> **To do**:
Your answer should be the exact lines of the data below from the one containing "Query: man walking" through the one containing "Query: woman walking"; please include nothing else.

> **Exercise input**:
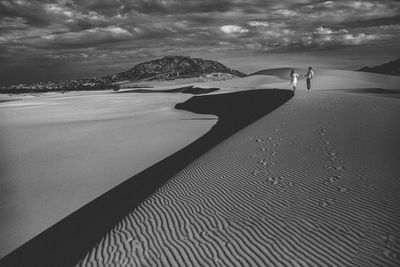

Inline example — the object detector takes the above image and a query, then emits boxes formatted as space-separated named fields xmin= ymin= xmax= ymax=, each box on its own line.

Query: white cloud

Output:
xmin=102 ymin=26 xmax=131 ymax=35
xmin=248 ymin=21 xmax=269 ymax=27
xmin=348 ymin=1 xmax=375 ymax=10
xmin=39 ymin=26 xmax=132 ymax=47
xmin=45 ymin=3 xmax=74 ymax=17
xmin=133 ymin=27 xmax=143 ymax=34
xmin=273 ymin=9 xmax=298 ymax=17
xmin=174 ymin=20 xmax=189 ymax=29
xmin=341 ymin=33 xmax=378 ymax=45
xmin=321 ymin=1 xmax=336 ymax=8
xmin=220 ymin=25 xmax=249 ymax=34
xmin=316 ymin=27 xmax=333 ymax=34
xmin=14 ymin=0 xmax=30 ymax=6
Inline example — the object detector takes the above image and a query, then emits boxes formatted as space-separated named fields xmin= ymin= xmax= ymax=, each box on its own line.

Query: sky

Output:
xmin=0 ymin=0 xmax=400 ymax=85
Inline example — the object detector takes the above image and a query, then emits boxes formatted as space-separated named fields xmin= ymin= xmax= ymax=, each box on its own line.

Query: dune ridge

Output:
xmin=79 ymin=91 xmax=400 ymax=266
xmin=195 ymin=68 xmax=400 ymax=91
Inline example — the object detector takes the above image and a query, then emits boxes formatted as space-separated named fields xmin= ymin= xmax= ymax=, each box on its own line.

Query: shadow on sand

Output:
xmin=0 ymin=89 xmax=293 ymax=267
xmin=117 ymin=85 xmax=220 ymax=95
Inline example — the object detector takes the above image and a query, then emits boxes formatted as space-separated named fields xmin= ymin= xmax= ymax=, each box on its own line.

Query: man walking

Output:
xmin=305 ymin=67 xmax=314 ymax=91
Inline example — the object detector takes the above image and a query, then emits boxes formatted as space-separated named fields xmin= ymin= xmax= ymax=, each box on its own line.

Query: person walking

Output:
xmin=305 ymin=67 xmax=314 ymax=91
xmin=290 ymin=69 xmax=301 ymax=91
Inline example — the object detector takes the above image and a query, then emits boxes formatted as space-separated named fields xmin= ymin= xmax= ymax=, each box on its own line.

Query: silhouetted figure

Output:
xmin=290 ymin=69 xmax=301 ymax=91
xmin=305 ymin=67 xmax=314 ymax=91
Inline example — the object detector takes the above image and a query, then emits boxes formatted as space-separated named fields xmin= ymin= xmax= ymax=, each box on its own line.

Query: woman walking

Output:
xmin=290 ymin=69 xmax=301 ymax=91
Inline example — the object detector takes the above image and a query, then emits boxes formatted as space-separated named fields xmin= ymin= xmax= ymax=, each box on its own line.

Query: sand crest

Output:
xmin=78 ymin=90 xmax=400 ymax=266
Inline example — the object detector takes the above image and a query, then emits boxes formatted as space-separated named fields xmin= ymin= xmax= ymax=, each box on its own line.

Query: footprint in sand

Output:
xmin=258 ymin=159 xmax=268 ymax=166
xmin=329 ymin=175 xmax=342 ymax=182
xmin=334 ymin=225 xmax=351 ymax=235
xmin=320 ymin=198 xmax=335 ymax=207
xmin=323 ymin=175 xmax=341 ymax=185
xmin=266 ymin=176 xmax=275 ymax=182
xmin=126 ymin=238 xmax=141 ymax=250
xmin=382 ymin=235 xmax=400 ymax=262
xmin=323 ymin=151 xmax=338 ymax=159
xmin=324 ymin=165 xmax=346 ymax=171
xmin=251 ymin=153 xmax=259 ymax=159
xmin=337 ymin=187 xmax=348 ymax=193
xmin=324 ymin=152 xmax=338 ymax=158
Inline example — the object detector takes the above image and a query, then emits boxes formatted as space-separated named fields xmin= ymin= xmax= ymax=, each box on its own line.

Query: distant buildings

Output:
xmin=0 ymin=78 xmax=118 ymax=94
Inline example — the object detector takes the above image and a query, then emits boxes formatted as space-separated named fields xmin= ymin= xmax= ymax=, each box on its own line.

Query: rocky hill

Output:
xmin=106 ymin=56 xmax=246 ymax=82
xmin=358 ymin=58 xmax=400 ymax=76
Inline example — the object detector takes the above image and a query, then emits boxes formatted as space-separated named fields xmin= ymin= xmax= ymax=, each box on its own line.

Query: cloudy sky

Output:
xmin=1 ymin=0 xmax=399 ymax=85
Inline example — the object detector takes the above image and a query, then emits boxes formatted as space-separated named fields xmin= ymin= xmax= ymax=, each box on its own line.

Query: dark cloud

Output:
xmin=0 ymin=0 xmax=52 ymax=26
xmin=331 ymin=15 xmax=400 ymax=29
xmin=0 ymin=0 xmax=399 ymax=85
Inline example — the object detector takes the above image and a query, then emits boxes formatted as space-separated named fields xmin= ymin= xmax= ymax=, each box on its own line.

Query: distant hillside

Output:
xmin=105 ymin=56 xmax=246 ymax=82
xmin=358 ymin=58 xmax=400 ymax=76
xmin=1 ymin=56 xmax=245 ymax=93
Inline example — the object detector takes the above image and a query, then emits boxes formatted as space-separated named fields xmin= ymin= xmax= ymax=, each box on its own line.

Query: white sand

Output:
xmin=0 ymin=91 xmax=216 ymax=258
xmin=79 ymin=72 xmax=400 ymax=266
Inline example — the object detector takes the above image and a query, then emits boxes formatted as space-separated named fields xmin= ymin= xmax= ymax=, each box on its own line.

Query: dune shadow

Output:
xmin=0 ymin=99 xmax=22 ymax=103
xmin=116 ymin=85 xmax=220 ymax=95
xmin=0 ymin=89 xmax=293 ymax=267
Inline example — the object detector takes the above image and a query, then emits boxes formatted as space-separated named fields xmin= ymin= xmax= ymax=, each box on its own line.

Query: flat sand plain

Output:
xmin=0 ymin=91 xmax=215 ymax=258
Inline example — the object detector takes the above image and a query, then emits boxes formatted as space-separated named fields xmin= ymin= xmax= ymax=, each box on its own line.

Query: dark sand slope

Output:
xmin=118 ymin=85 xmax=220 ymax=95
xmin=0 ymin=90 xmax=293 ymax=267
xmin=79 ymin=91 xmax=400 ymax=266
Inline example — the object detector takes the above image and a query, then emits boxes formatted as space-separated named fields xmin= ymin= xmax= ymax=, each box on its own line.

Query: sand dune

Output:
xmin=78 ymin=89 xmax=400 ymax=266
xmin=196 ymin=68 xmax=400 ymax=92
xmin=2 ymin=68 xmax=400 ymax=265
xmin=1 ymin=90 xmax=293 ymax=266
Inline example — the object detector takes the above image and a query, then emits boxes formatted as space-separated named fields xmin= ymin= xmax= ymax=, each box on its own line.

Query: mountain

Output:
xmin=358 ymin=58 xmax=400 ymax=76
xmin=105 ymin=56 xmax=246 ymax=82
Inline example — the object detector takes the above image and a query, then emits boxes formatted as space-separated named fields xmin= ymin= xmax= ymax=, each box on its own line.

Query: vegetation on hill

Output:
xmin=106 ymin=56 xmax=246 ymax=82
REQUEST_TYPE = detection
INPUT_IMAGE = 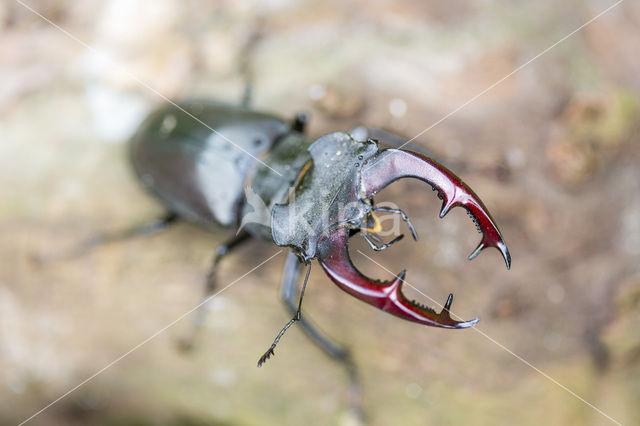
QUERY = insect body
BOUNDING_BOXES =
[128,99,510,359]
[130,100,295,229]
[123,98,511,416]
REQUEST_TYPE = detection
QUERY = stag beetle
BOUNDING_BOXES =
[46,97,509,415]
[127,99,510,362]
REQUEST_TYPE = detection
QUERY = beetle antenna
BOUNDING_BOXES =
[257,261,312,367]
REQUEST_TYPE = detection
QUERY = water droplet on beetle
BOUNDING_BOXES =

> **Output for this task**:
Query: man walking

Output:
xmin=305 ymin=67 xmax=314 ymax=91
Inline example — the object detector takes the above image and a query, then emits boxes formatted as space-separated named fields xmin= ymin= xmax= ymax=, each box on its own line.

Query: person walking

Output:
xmin=305 ymin=67 xmax=314 ymax=91
xmin=290 ymin=69 xmax=301 ymax=91
Inline example — the object detector takes the above image and a query, then emits boxes formatted as space-separated named fields xmin= ymin= xmax= ymax=, each box on its own line.

Query: silhouetted figure

Output:
xmin=290 ymin=69 xmax=301 ymax=91
xmin=305 ymin=67 xmax=314 ymax=91
Inline example — the object detector takes the above image and a query, then emits boxes formatted as space-separated named fields xmin= ymin= xmax= ymax=, each box on its own line.

Query: woman walking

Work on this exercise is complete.